■ **INFORMATION SUPPLIED**
▽

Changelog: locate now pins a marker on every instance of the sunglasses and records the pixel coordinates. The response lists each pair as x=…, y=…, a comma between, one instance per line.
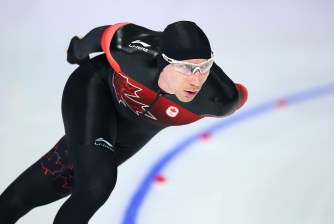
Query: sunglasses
x=188, y=68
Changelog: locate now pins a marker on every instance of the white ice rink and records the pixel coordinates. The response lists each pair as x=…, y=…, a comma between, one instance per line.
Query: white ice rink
x=274, y=167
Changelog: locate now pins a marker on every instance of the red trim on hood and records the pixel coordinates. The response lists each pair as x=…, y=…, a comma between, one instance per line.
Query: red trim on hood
x=105, y=44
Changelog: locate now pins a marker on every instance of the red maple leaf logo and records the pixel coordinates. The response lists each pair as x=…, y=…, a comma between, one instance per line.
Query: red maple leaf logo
x=127, y=93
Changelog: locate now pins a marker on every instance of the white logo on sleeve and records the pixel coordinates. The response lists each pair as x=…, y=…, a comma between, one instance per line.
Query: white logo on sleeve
x=172, y=111
x=104, y=143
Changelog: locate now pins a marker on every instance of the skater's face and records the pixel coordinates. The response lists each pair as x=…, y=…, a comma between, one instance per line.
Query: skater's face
x=184, y=86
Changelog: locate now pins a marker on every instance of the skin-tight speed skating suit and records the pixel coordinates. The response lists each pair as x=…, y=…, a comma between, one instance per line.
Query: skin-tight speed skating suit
x=112, y=106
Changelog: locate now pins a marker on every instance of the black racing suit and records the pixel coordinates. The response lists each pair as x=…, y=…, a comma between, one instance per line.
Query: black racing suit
x=112, y=106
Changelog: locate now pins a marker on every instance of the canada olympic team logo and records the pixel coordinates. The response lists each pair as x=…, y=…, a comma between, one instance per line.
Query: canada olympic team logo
x=172, y=111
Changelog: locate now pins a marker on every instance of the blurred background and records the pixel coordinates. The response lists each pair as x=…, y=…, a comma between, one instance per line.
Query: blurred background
x=276, y=167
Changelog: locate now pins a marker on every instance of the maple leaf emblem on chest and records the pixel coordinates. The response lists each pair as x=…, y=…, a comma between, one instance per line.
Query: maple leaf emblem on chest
x=128, y=94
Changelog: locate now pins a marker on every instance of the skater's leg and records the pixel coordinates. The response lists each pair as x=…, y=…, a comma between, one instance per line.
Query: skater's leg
x=95, y=177
x=31, y=189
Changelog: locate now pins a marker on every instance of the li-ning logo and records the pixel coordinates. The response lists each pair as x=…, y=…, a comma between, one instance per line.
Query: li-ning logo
x=139, y=47
x=172, y=111
x=103, y=143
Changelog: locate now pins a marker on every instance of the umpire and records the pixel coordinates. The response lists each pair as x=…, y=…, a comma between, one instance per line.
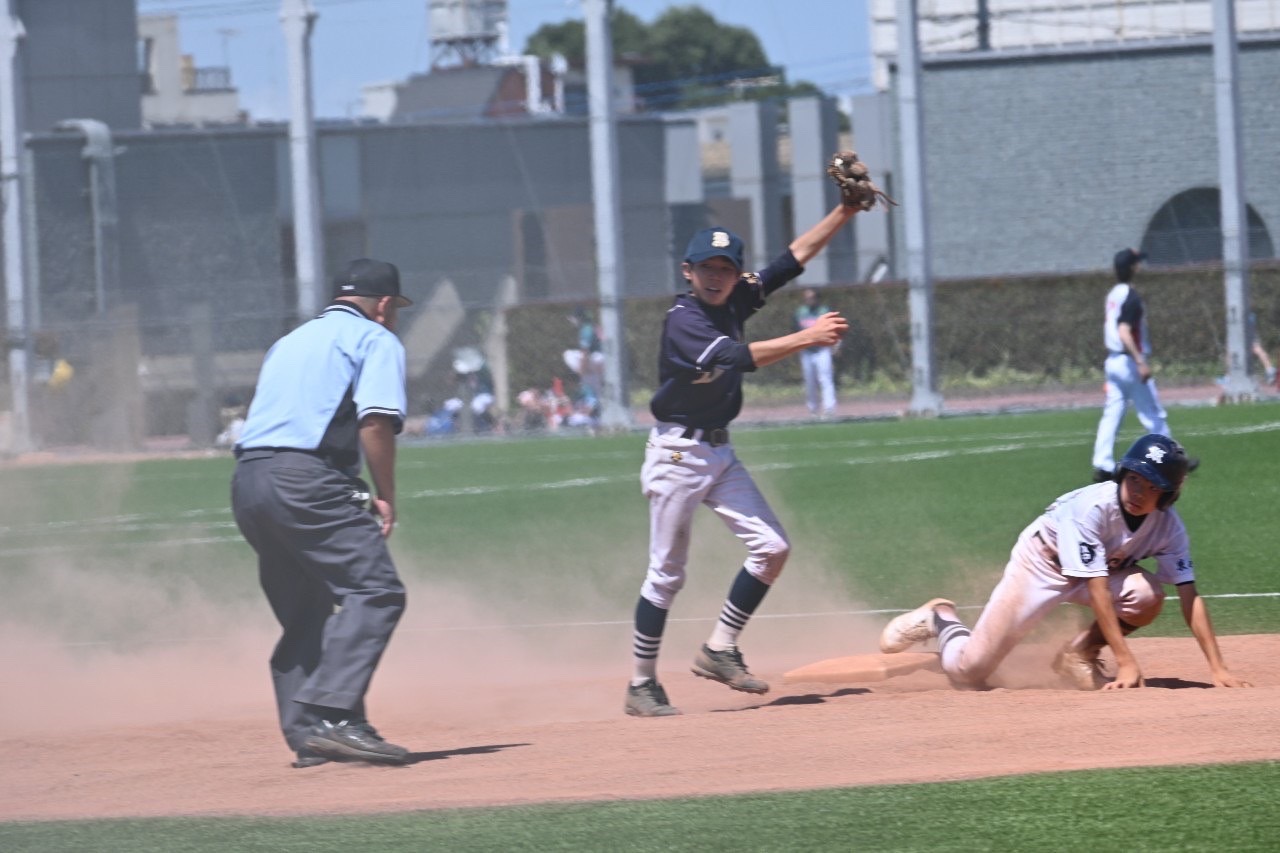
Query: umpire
x=329, y=392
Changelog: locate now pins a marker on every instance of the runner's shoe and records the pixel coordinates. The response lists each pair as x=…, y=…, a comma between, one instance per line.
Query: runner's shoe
x=728, y=669
x=915, y=626
x=649, y=699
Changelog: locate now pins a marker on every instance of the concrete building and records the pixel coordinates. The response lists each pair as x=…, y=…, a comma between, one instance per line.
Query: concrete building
x=176, y=90
x=78, y=62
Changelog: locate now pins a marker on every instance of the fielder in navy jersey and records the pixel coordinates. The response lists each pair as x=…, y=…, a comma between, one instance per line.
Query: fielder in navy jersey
x=689, y=459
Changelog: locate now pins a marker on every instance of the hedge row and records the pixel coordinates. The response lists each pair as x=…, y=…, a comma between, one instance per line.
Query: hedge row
x=1048, y=328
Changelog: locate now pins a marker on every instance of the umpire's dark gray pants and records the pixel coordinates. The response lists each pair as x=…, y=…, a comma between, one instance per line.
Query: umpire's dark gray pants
x=316, y=550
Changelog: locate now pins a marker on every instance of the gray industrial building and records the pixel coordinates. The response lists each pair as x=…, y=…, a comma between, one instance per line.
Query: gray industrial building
x=1040, y=160
x=1048, y=160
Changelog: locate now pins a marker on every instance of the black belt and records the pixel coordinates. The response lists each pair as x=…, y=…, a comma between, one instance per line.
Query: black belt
x=1047, y=551
x=272, y=451
x=714, y=437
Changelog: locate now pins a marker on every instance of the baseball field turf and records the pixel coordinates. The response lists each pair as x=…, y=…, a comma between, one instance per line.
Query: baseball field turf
x=554, y=530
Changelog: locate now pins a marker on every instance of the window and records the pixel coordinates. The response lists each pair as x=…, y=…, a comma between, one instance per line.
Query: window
x=1188, y=229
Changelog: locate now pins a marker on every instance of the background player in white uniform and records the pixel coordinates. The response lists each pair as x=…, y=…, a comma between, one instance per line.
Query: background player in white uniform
x=816, y=363
x=1083, y=550
x=1128, y=372
x=689, y=460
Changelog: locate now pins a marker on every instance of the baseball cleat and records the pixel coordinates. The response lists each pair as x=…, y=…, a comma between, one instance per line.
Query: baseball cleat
x=728, y=669
x=1080, y=669
x=353, y=739
x=649, y=699
x=915, y=626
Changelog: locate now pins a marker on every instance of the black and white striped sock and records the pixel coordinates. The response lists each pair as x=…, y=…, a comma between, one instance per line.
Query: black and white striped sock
x=649, y=624
x=744, y=597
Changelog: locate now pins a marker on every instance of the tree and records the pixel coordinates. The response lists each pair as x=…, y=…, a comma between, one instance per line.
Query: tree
x=568, y=39
x=686, y=58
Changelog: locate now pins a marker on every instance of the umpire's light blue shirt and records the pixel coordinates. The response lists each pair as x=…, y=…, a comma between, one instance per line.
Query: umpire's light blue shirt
x=319, y=381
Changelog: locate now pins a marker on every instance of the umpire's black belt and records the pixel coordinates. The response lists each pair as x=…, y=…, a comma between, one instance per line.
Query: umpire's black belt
x=263, y=452
x=714, y=437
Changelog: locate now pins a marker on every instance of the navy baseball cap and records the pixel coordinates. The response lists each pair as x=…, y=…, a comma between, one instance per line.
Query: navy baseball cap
x=368, y=277
x=714, y=242
x=1125, y=260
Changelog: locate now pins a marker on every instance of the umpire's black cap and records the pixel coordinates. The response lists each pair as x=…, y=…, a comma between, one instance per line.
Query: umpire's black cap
x=368, y=277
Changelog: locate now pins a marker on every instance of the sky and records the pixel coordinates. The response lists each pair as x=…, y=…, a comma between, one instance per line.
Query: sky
x=356, y=42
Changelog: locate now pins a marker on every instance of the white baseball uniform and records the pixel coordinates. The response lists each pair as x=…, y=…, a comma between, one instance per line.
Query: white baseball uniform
x=1082, y=534
x=1124, y=383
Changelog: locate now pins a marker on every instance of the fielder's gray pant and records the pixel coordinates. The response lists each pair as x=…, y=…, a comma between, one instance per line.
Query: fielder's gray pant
x=318, y=550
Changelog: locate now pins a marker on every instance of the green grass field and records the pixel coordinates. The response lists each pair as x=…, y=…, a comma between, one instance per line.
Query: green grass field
x=890, y=512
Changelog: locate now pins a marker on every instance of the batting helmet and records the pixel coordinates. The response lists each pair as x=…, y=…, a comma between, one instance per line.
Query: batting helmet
x=1160, y=460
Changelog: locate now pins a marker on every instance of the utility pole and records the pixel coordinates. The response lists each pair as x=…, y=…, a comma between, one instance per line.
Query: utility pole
x=604, y=199
x=1230, y=169
x=915, y=213
x=298, y=18
x=17, y=331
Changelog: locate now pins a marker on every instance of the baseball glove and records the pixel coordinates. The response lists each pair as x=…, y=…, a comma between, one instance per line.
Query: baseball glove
x=854, y=181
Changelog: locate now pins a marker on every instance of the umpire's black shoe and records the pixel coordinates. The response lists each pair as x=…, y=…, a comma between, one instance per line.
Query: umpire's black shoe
x=353, y=739
x=307, y=758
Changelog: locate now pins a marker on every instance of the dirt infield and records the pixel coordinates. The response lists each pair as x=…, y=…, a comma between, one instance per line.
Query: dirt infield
x=547, y=737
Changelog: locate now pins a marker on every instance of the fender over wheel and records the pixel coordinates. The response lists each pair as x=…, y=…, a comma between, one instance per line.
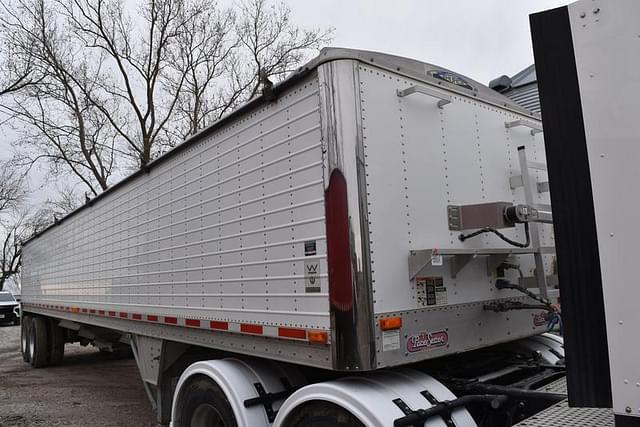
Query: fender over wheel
x=56, y=343
x=322, y=414
x=38, y=342
x=24, y=337
x=203, y=404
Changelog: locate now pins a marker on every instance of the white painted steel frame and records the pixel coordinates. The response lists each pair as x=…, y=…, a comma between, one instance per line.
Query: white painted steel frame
x=215, y=233
x=420, y=158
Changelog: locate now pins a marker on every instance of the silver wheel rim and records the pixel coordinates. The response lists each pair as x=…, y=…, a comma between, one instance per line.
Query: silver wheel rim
x=32, y=346
x=206, y=415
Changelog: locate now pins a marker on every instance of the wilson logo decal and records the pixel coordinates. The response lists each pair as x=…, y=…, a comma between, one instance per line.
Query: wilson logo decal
x=427, y=341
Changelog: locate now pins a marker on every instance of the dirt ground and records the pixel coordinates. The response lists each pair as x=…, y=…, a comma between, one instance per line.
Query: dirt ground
x=88, y=389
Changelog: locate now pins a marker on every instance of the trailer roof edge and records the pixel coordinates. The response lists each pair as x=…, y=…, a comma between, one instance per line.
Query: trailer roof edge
x=408, y=67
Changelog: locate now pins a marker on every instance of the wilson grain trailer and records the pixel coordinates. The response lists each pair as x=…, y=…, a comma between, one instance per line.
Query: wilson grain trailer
x=352, y=247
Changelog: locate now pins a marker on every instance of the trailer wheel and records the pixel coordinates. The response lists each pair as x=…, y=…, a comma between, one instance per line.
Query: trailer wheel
x=322, y=414
x=56, y=343
x=38, y=345
x=203, y=404
x=24, y=338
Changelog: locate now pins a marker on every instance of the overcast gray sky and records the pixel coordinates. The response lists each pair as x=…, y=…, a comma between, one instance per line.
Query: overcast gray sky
x=481, y=39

△

■ **WHAT NEEDS TO BE DONE**
Print only the lines from the one with "of the silver" to the end of the records, both included.

■ **EXERCISE ANSWER**
Changelog: locate now pins a marker on every instance of the silver wheel rim and records the pixel coordinates. The response lists each pair as x=…, y=…, a comma between, one instance per line.
Query: silver wheel rim
x=32, y=346
x=206, y=415
Changelog: locate now pins a marker on every instance of the wilson logo decal and records the pixel coordinates. The response lists each pair as x=…, y=…, a comma between, one instance per line.
Query: wilson logo decal
x=427, y=341
Changelog: locate now pins a marker on every instance of the dirt ground and records the pixel coordinates. The response lists each pair as x=…, y=…, a comma between, one instance per line.
Query: dirt ground
x=88, y=389
Changelog: locate now pins a marker on every instance of the trailer roof edge and records the pixel coordinates. The response lists each pair as x=…, y=…, a comma between, one instance per line.
Query: trailer roof edge
x=408, y=67
Changelog: locate now pins a marker on every instance of the wilson grain trailer and records the pixel coordinates. The response lists each pair as x=…, y=…, a comma between, one instance per line.
Query: wilson grain trailer
x=352, y=247
Changelog: locate now pins a marker on every instance of the trailer wheel and records the pixel coordinates. The response lists each pair as x=…, y=…, a comma between, one instance per line.
Query: trailer wheel
x=322, y=414
x=56, y=343
x=38, y=345
x=203, y=404
x=24, y=338
Changelog: locate now pins a marker on every instance of the overcast gray sky and records the pixel coordinates. The response lists each pair as x=…, y=…, a comma between, one instance per line.
Query: overcast gray sky
x=481, y=39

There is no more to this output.